● Material for the task:
== Segment start ==

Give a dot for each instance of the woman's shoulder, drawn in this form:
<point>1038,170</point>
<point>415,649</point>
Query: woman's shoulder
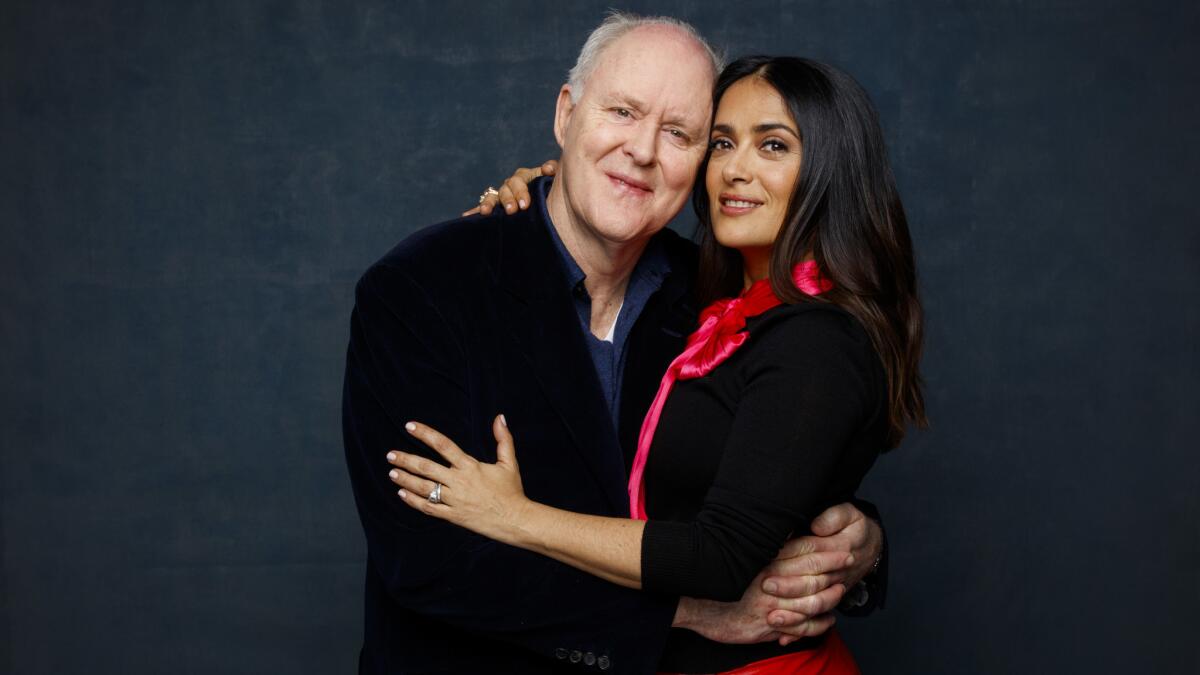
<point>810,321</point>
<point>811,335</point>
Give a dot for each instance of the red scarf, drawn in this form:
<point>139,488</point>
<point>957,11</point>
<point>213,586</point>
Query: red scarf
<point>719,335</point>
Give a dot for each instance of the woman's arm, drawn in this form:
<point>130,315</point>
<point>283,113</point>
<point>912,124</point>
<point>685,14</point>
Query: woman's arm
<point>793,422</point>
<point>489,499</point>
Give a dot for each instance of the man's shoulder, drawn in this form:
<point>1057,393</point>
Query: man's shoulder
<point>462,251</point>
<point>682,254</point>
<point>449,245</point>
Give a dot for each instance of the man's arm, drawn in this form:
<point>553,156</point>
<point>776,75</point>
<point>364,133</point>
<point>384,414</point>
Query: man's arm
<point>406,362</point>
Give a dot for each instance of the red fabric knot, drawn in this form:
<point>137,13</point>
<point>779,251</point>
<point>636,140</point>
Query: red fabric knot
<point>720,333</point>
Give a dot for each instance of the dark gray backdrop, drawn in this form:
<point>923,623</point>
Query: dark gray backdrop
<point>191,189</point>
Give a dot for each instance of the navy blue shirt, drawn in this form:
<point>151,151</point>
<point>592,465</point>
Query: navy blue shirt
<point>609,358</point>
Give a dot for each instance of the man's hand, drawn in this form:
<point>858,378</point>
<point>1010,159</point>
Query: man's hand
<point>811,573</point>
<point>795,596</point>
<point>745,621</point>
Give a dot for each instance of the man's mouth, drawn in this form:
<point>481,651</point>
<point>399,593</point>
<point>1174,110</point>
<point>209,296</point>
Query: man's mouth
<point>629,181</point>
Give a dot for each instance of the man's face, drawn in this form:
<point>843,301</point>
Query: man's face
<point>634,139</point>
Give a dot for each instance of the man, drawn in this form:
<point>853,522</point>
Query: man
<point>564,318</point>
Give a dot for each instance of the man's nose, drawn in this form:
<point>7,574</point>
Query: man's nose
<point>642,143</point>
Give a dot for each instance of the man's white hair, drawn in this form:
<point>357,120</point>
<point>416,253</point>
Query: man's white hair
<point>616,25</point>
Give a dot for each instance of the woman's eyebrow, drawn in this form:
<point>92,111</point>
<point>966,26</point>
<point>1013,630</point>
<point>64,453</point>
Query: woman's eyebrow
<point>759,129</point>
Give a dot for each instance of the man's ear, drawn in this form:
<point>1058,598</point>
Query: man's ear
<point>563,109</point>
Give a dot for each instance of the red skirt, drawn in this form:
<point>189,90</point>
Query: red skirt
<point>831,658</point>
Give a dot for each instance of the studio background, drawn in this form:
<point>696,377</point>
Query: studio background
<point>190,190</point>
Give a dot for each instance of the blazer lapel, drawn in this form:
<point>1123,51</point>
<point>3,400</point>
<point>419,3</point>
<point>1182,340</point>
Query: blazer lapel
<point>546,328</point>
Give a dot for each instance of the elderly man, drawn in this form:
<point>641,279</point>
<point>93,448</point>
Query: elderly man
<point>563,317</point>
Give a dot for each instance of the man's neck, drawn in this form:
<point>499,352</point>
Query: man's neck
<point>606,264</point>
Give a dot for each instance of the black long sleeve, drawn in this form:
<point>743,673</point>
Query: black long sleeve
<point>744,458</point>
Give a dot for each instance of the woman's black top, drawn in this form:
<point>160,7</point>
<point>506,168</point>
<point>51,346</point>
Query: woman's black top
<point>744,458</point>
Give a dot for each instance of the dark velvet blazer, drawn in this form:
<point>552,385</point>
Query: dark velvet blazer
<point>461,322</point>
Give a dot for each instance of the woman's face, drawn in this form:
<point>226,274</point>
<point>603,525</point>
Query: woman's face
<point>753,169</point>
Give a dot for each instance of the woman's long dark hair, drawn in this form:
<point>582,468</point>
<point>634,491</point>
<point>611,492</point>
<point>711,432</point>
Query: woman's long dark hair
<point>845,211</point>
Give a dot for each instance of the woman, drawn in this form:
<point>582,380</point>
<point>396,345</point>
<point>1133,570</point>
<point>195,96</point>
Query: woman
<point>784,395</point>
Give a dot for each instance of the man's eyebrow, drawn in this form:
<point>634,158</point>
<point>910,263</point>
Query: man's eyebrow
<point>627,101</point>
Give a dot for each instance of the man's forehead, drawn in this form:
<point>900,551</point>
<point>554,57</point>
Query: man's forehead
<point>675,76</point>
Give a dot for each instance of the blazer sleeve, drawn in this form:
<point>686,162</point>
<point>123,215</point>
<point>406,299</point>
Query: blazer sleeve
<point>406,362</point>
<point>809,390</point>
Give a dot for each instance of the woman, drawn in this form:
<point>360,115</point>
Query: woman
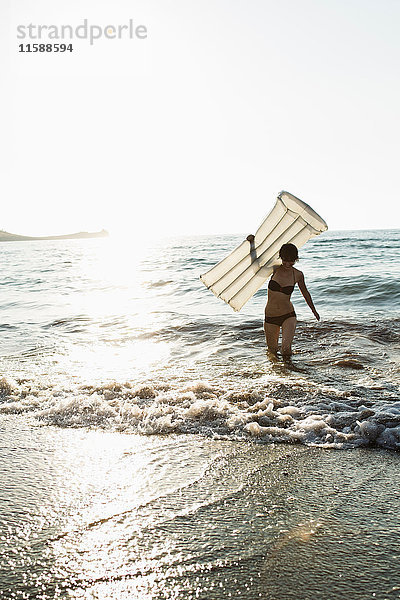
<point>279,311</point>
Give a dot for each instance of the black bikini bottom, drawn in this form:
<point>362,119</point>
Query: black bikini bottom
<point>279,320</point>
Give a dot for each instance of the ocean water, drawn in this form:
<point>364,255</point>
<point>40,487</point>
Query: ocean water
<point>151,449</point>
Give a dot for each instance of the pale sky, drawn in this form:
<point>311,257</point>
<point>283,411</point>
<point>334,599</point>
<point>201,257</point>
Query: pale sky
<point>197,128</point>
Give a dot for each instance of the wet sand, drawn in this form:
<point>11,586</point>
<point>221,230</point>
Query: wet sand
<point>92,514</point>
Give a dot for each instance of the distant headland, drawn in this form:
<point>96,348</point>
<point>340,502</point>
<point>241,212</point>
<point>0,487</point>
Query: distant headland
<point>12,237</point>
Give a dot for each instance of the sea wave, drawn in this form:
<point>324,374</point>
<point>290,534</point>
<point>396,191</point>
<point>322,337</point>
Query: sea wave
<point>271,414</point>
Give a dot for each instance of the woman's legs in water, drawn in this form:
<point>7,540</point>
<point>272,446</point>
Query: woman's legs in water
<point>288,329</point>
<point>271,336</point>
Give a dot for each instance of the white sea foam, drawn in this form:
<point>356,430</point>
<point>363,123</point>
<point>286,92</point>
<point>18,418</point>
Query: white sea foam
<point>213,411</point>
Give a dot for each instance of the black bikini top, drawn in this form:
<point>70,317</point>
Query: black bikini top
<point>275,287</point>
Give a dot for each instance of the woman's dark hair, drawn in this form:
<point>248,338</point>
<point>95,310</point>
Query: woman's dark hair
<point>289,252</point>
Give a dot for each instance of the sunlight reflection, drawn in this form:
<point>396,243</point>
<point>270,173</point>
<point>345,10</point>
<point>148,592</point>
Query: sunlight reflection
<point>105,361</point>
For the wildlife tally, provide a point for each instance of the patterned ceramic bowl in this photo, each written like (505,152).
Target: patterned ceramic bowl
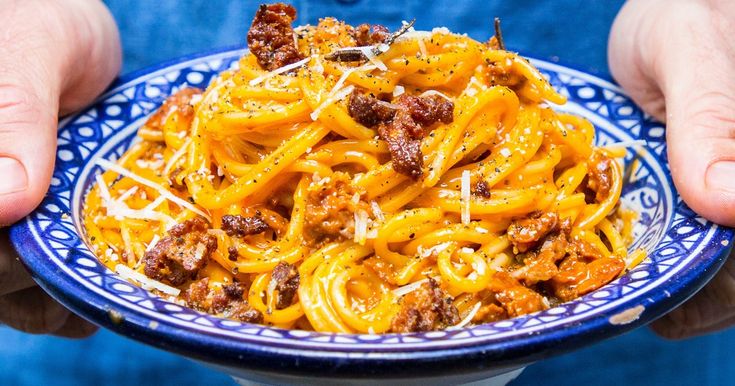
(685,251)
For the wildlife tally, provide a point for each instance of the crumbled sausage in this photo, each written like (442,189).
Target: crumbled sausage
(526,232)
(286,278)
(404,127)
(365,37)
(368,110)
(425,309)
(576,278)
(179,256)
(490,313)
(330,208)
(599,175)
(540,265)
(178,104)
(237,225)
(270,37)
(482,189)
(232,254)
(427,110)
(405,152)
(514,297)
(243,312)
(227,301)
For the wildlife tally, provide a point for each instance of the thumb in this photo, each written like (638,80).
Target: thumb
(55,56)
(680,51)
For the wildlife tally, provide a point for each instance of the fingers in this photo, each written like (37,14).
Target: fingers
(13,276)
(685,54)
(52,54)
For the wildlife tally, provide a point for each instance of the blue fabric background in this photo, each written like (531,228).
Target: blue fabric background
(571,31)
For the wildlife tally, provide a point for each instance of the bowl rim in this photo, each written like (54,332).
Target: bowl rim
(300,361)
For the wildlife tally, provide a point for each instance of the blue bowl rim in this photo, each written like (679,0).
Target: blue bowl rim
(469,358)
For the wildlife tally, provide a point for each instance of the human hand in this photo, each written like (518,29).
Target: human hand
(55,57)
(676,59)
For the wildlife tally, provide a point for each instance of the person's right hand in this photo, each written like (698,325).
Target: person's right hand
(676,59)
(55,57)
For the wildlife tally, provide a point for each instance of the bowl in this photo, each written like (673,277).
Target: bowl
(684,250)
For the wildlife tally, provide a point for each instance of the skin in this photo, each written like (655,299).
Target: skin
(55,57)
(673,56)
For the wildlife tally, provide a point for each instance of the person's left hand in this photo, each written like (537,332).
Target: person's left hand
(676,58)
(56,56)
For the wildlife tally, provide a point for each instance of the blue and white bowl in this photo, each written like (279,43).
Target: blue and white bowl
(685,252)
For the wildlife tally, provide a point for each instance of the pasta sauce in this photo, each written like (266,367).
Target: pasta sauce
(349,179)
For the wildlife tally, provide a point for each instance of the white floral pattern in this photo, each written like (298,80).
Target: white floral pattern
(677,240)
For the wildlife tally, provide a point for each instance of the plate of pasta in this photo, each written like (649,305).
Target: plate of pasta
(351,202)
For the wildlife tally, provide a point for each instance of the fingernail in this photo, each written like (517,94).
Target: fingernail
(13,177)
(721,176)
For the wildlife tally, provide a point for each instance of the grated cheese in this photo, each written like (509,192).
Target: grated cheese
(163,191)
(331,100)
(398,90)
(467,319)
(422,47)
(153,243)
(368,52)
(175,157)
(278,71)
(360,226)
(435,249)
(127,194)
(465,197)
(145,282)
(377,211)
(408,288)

== Segment end ==

● Your task: Return only the stretch of the material above from the line holding "<point>364,133</point>" through the line holding "<point>399,593</point>", copied exactly.

● Answer below:
<point>364,133</point>
<point>384,414</point>
Query: man's arm
<point>406,362</point>
Give a dot for each instance of the red fabric knot, drawn in this form:
<point>137,13</point>
<point>779,251</point>
<point>636,140</point>
Query: red fabric knot
<point>720,333</point>
Give a dot for each instance of the dark gray backdrop, drawn in this form:
<point>923,623</point>
Query: dark gray backdrop
<point>191,189</point>
Give a dot for each instance of the navy blue shirt, drawn in this form:
<point>151,151</point>
<point>592,465</point>
Query: navy blue shirt
<point>609,358</point>
Give a dot for each instance of the man's hand, drawn in this form:
<point>858,378</point>
<point>1010,159</point>
Query: man's hand
<point>811,573</point>
<point>795,596</point>
<point>745,621</point>
Give a dot for each instance of the man's mouth, drawn in this form:
<point>481,651</point>
<point>399,593</point>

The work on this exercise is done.